··· ESTRATTO DEL TESTO ···
Il cerchio si chiude. È tempo di voltare pagina, di abbassare le saracinesche sul passato. Una storia è terminata, ne inizia un'altra, nuovo spirito, nuova energia, nuovi interpreti. Anche se quelli vecchi mancano da morire. Nel 1997 i Pennywise si riaffacciano sul mercato discografico dopo il momento più duro e luttuoso: la morte del bassista Jason Thirsk, un altro martire del rock ucciso dagli eccessi e dagli stravizi. Al suo posto subentra Randy Bradbury, il quinto membro non ufficiale del gruppo, amico e mentore di Jason: uno della famiglia, anche se non basta certo a lenire lo strazio.

In quel 1997 i Pennywise danno alla luce il loro personale "Black Album", mentre i Metallica sono in piena fase Reload e il boom del pop punk comincia già a delinearsi come un fenomeno estemporaneo e ben strumentalizzato dai media. Si, avete capito bene, "Full Circle" sta ai Pennywise come il Black Album sta ai Metallica: si riparte, qualcosa è cambiato. Anche se, diversamente dal caso dei Four Horsemen, qui non si rallentano i ritmi, non si compongono ballate da matrimonio né ci si taglia i capelli: il quartetto di Hermosa non svolta drasticamente nello stile (che poi è il suo vero, assoluto punto di forza), quanto nelle atmosfere, nelle sensazioni che permeano tutto il disco. "Full Circle" è dominato da un sentimento indefinibile, una presenza sinistra che si addensa inesorabile nelle solite chitarre tonanti e rullate di batteria al fulmicotone. Una intensa rielaborazione di rabbia e paura, di frustrazione e pessimismo, di tormento e incertezza, che se possibile, dona ancora più potenza ai brani dell'album. Ed il risultato è a dir poco clamoroso. Nessuna caduta di tono, nessun rallentamento, nessun riempitivo. Solo skate punk di classe, qualità e passione.
··· RECORD DEL DATASET ···
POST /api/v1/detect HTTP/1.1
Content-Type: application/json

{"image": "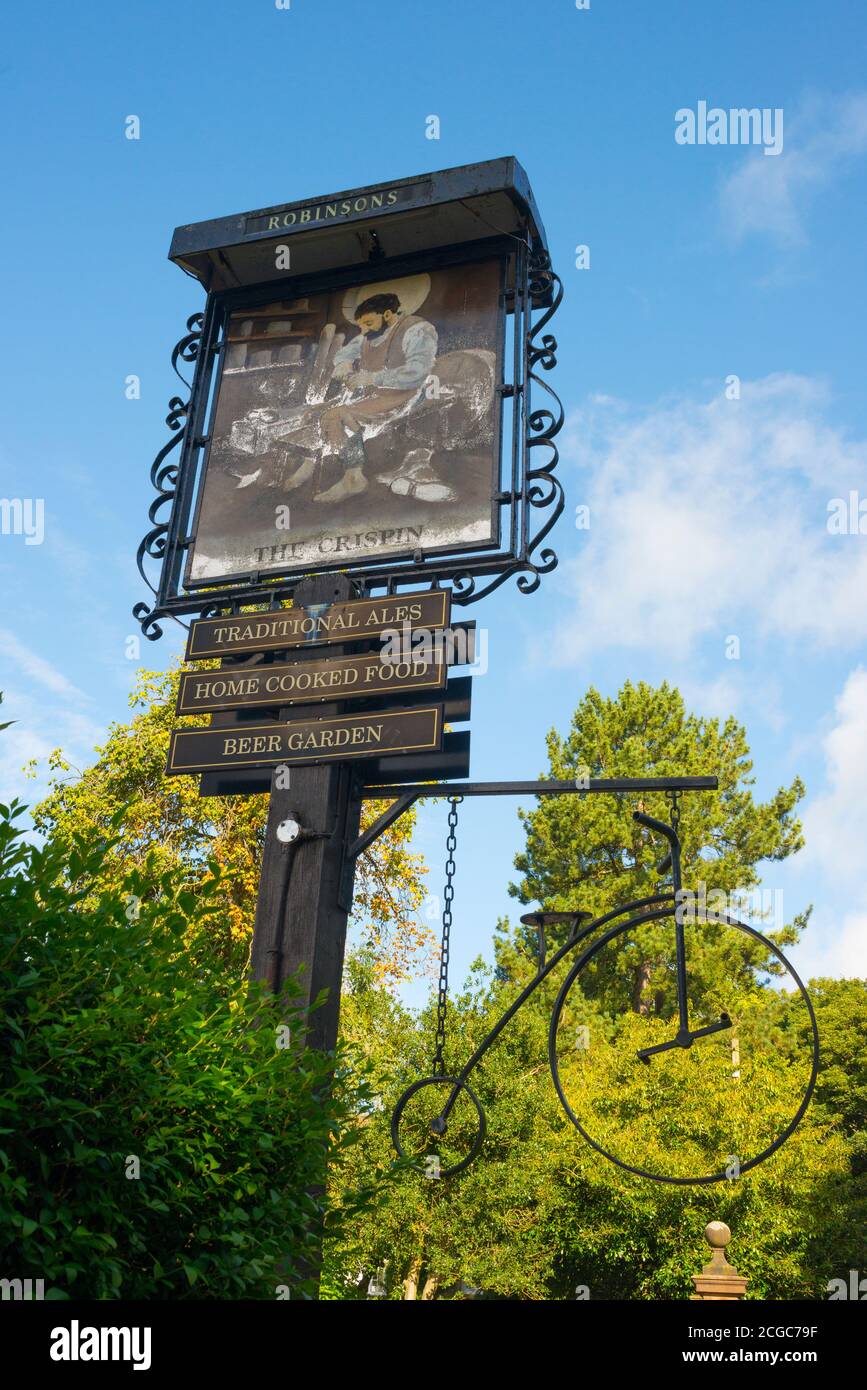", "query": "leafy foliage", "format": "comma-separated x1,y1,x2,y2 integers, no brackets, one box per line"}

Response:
33,663,434,981
0,803,375,1298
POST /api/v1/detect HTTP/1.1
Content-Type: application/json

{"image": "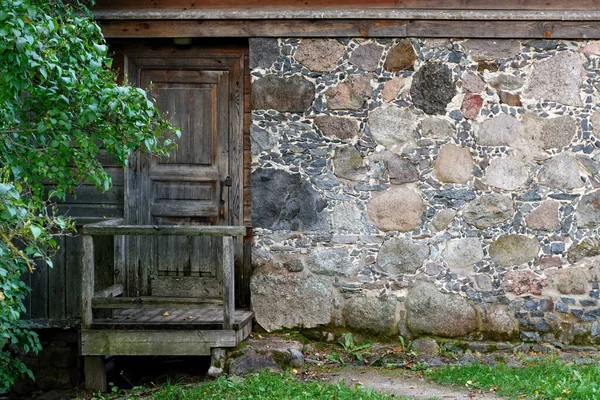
···
• COMPITO BREVE 1: Traduci in inglese questa frase della recensione di "Full Circle": "Ed il risultato è a dir poco clamoroso."
• COMPITO BREVE 2: Prosegui la recensione di "Full Circle" dei Pennywise a partire dall'ultima frase.

• RISULTATO ATTESO 1: And the result is nothing short of sensational.

• RISULTATO ATTESO 2:
Si apre con la allucinante "Fight Till You Die", uno dei brani migliori dell'intero repertorio, velocissimo, inebriante, adrenalinico ma anche incazzato a dovere: ti insegue, ti afferra, ti scuote e non ti lascia fino a che non hai versato l'ultima goccia di linfa vitale. Sconsigliato ai deboli d'udito e di cuore! Seguono "Date With Destiny" e "Get A Life", e la formula non cambia: rapidità e melodia, aggressività e armonia, sono gli strumenti con cui i quattro musicisti cercano di guardare in faccia al proprio dolore e di farsi forza dinanzi alle inesorabili scadenze che si incontrano nel lungo cammino della vita. "Society" si discosta nettamente da tali tematiche, per approcciare argomenti di stampo socio-politico (che domineranno gli album successivi): è più sobria delle tracce precedenti ma armonicamente fa centro promettendo oltretutto grande coinvolgimento in sede live. Il giro di basso principale, poi, fa già parte del dizionario fondamentale del punk rock californiano. "Final Day" e "Running Out Of Time" riprendono il discorso sulla caducità del tempo e della vita, rappresentando una meravigliosa (e triste) sintesi di melodia e inquietudine. In mezzo, la splendida "Broken", aperta da un riff pauroso ( provate a suonarlo, vi catturerà!) che completa una prima metà del disco assolutamente da antologia. Non che la seconda sia poi da meno, intendiamoci. Sfidiamo chiunque a rimanere impassibile all'ascolto di episodi di potenza sonica quali "You'll Never Make It" (sezione ritmica da urlo), "Every Time", "Nowhere Fast" (con un interessante cambio di tempo) o la magica "What If I" (prestazione vocale superba da parte di Jim). Altre due song pazzesche per ritmo e intensità, tanto musicale quanto emotiva, sono "Go Away" e "Did You Really?", che ci accompagnano verso la conclusione di un disco eccezionale sotto tutti i punti di vista.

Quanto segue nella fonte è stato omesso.